▶ **Directive**
Copy all of the data below word for word, leaving the pictures out of your copy.

(Dataset entries)

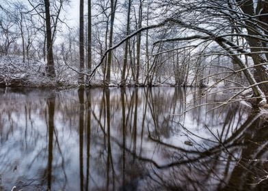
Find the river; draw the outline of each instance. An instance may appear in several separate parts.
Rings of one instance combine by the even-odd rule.
[[[268,190],[267,119],[200,96],[0,89],[0,190]]]

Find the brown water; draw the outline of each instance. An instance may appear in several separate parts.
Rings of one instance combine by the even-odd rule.
[[[193,91],[0,89],[0,190],[268,190],[266,119]]]

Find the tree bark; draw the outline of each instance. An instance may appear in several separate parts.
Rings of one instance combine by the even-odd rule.
[[[128,11],[127,11],[127,21],[126,21],[126,36],[129,35],[131,9],[131,0],[129,0],[129,5],[128,5]],[[124,86],[126,85],[125,76],[126,76],[126,64],[127,64],[128,47],[129,47],[129,40],[126,40],[124,44],[123,70],[121,76],[121,85],[122,86]]]
[[[51,78],[55,78],[55,68],[53,52],[53,42],[51,25],[50,20],[50,10],[49,10],[49,0],[44,0],[45,13],[46,13],[46,51],[47,51],[47,63],[46,67],[46,72],[47,76]]]
[[[84,31],[83,31],[83,0],[80,0],[80,8],[79,8],[79,76],[78,83],[83,84],[84,82],[84,75],[81,74],[84,70]]]

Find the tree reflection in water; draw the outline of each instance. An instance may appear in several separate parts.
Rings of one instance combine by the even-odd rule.
[[[237,103],[183,113],[220,96],[171,87],[0,95],[0,190],[268,188],[265,116]]]

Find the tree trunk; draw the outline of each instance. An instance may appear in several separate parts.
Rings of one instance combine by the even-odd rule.
[[[138,29],[142,28],[142,0],[139,0]],[[142,40],[142,33],[139,33],[137,36],[137,70],[136,70],[136,77],[135,80],[136,85],[139,84],[141,40]]]
[[[250,16],[256,15],[252,0],[237,0],[237,2],[239,3],[240,8],[245,14],[247,14]],[[266,7],[267,6],[263,6],[263,8]],[[250,22],[250,19],[249,19],[246,20],[245,23],[246,25],[245,28],[247,29],[247,33],[250,35],[259,35],[259,33],[257,32],[259,31],[259,29],[255,26],[254,22]],[[260,52],[263,51],[263,48],[262,47],[263,42],[259,40],[250,37],[247,38],[247,41],[251,47],[250,51],[252,53],[252,59],[254,65],[259,65],[267,62],[266,60],[266,57],[263,54],[260,53]],[[268,70],[265,65],[256,66],[255,68],[254,72],[254,78],[256,80],[258,83],[268,80],[267,72]],[[259,86],[262,91],[265,93],[265,94],[268,94],[268,84],[263,83],[260,84]]]
[[[92,68],[92,31],[91,31],[91,0],[88,1],[88,70]]]
[[[129,6],[127,12],[127,21],[126,21],[126,35],[129,35],[129,25],[130,25],[130,16],[131,16],[131,0],[129,0]],[[129,40],[127,40],[124,44],[124,63],[123,63],[123,70],[122,72],[121,76],[121,85],[124,86],[126,85],[126,70],[127,63],[127,55],[128,55],[128,46]]]
[[[117,0],[116,0],[116,1],[113,1],[113,0],[111,0],[111,24],[110,24],[110,35],[109,37],[109,48],[111,48],[113,46],[113,22],[114,22],[114,17],[116,14],[116,3],[117,3]],[[112,55],[113,55],[112,50],[109,51],[107,65],[107,74],[106,74],[106,79],[105,79],[105,83],[107,84],[109,84],[111,80],[111,65]]]
[[[79,8],[79,77],[78,83],[83,84],[84,82],[84,75],[81,74],[84,70],[84,38],[83,38],[83,0],[80,0]]]
[[[51,78],[55,78],[55,68],[53,52],[53,42],[51,25],[50,20],[49,0],[44,0],[45,13],[46,13],[46,51],[47,51],[47,63],[46,72],[47,76]]]

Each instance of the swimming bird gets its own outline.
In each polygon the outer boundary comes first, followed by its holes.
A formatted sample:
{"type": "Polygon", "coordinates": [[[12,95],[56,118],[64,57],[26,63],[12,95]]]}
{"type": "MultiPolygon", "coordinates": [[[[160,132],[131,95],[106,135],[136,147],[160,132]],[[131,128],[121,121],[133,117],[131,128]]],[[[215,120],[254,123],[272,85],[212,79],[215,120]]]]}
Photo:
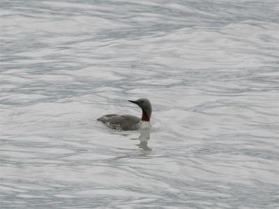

▶ **Solved problem**
Find the river; draw the outline of each instance. An instance may appear in several separate parts.
Rings of one instance combine by the even-odd rule.
[[[268,190],[267,119],[200,96],[0,89],[0,190]]]

Find the brown water; draw the outline of each instance. An instance may appear in several separate parts.
Rings of one instance combine by the even-odd rule.
[[[193,91],[0,89],[0,190],[268,190],[266,119]]]

Find the tree bark; draw the outline of each instance. An instance may appear in several separate parts.
Rings of one instance combine by the even-odd rule.
[[[128,11],[127,11],[127,21],[126,21],[126,36],[129,35],[131,9],[131,0],[129,0],[129,5],[128,5]],[[124,86],[126,85],[125,76],[126,76],[126,64],[127,64],[128,47],[129,47],[129,40],[126,40],[124,44],[123,70],[121,76],[121,85],[122,86]]]
[[[51,78],[55,78],[55,68],[53,52],[53,42],[51,25],[50,20],[50,10],[49,10],[49,0],[44,0],[45,13],[46,13],[46,51],[47,51],[47,63],[46,67],[46,72],[47,76]]]
[[[84,31],[83,31],[83,0],[80,0],[80,8],[79,8],[79,76],[78,83],[83,84],[84,82],[84,75],[81,74],[84,70]]]

Find the tree reflection in water; draw the outline of each instance. An instance may appear in several separate parts.
Rings of one instance combine by the even-odd rule.
[[[237,103],[183,113],[220,96],[171,87],[0,95],[0,190],[268,188],[265,116]]]

Find the tree trunk; draw the outline of each instance. An instance may appear in several separate parts.
Rings of one instance combine by the even-odd rule.
[[[138,29],[142,28],[142,0],[139,0]],[[142,40],[142,33],[139,33],[137,36],[137,70],[136,70],[136,77],[135,80],[136,85],[139,84],[141,40]]]
[[[250,16],[256,15],[252,0],[237,0],[237,2],[239,3],[240,8],[245,14],[247,14]],[[266,7],[267,6],[263,6],[263,8]],[[250,22],[250,19],[249,19],[246,20],[245,23],[246,25],[245,28],[247,29],[247,33],[250,35],[259,35],[259,33],[257,32],[259,31],[259,29],[255,26],[254,22]],[[260,52],[263,51],[263,48],[262,47],[263,42],[259,40],[250,37],[247,38],[247,41],[251,47],[250,51],[252,53],[252,59],[254,65],[259,65],[267,62],[266,60],[266,57],[263,54],[260,53]],[[268,70],[265,65],[256,66],[255,68],[254,72],[254,78],[256,80],[258,83],[268,80],[267,72]],[[259,86],[262,91],[265,93],[265,94],[268,94],[268,84],[263,83],[260,84]]]
[[[92,68],[92,31],[91,31],[91,0],[88,1],[88,70]]]
[[[129,6],[127,12],[127,21],[126,21],[126,35],[129,35],[129,25],[130,25],[130,16],[131,16],[131,0],[129,0]],[[129,40],[127,40],[124,44],[124,63],[123,63],[123,70],[122,72],[121,76],[121,85],[124,86],[126,85],[126,70],[127,63],[127,55],[128,55],[128,46]]]
[[[117,0],[116,0],[116,1],[113,1],[113,0],[111,0],[111,24],[110,24],[110,35],[109,37],[109,48],[111,48],[113,46],[113,22],[114,22],[114,17],[116,14],[116,3],[117,3]],[[112,55],[113,55],[112,50],[109,51],[107,65],[107,74],[106,74],[106,79],[105,79],[105,83],[107,84],[109,84],[111,80],[111,65]]]
[[[79,8],[79,77],[78,83],[83,84],[84,82],[84,75],[81,74],[84,70],[84,38],[83,38],[83,0],[80,0]]]
[[[51,78],[55,78],[55,68],[53,52],[53,42],[51,25],[50,20],[49,0],[44,0],[45,13],[46,13],[46,51],[47,51],[47,63],[46,72],[47,76]]]

Each instance of the swimming bird gets its own outline.
In each polygon the outer boundary comes first, followed by its holes.
A formatted sample:
{"type": "Polygon", "coordinates": [[[12,95],[56,118],[64,57],[26,63],[12,95]]]}
{"type": "MultiPolygon", "coordinates": [[[[160,132],[131,95],[106,135],[136,147],[160,132]],[[131,128],[121,121],[133,117],[131,128]]],[[[215,120],[254,123],[272,85],[212,79],[215,120]]]]}
Photo:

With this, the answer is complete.